* Directive: Reproduce the records below word for word, leaving the pictures out of your answer.

# Start of Dataset rows

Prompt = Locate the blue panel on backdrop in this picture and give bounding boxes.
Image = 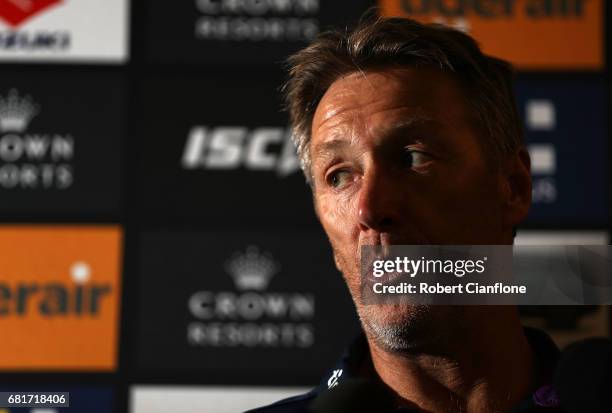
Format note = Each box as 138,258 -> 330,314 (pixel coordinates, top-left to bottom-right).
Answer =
516,78 -> 608,227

# End of Dataset rows

* Reply to the task:
Prompt = Locate the blue panel on backdrop in this picture and give bounding boxes.
Image = 
Format note = Each box as 138,258 -> 330,314 (pixel coordinates, top-left to bottom-right).
Answer =
516,78 -> 608,227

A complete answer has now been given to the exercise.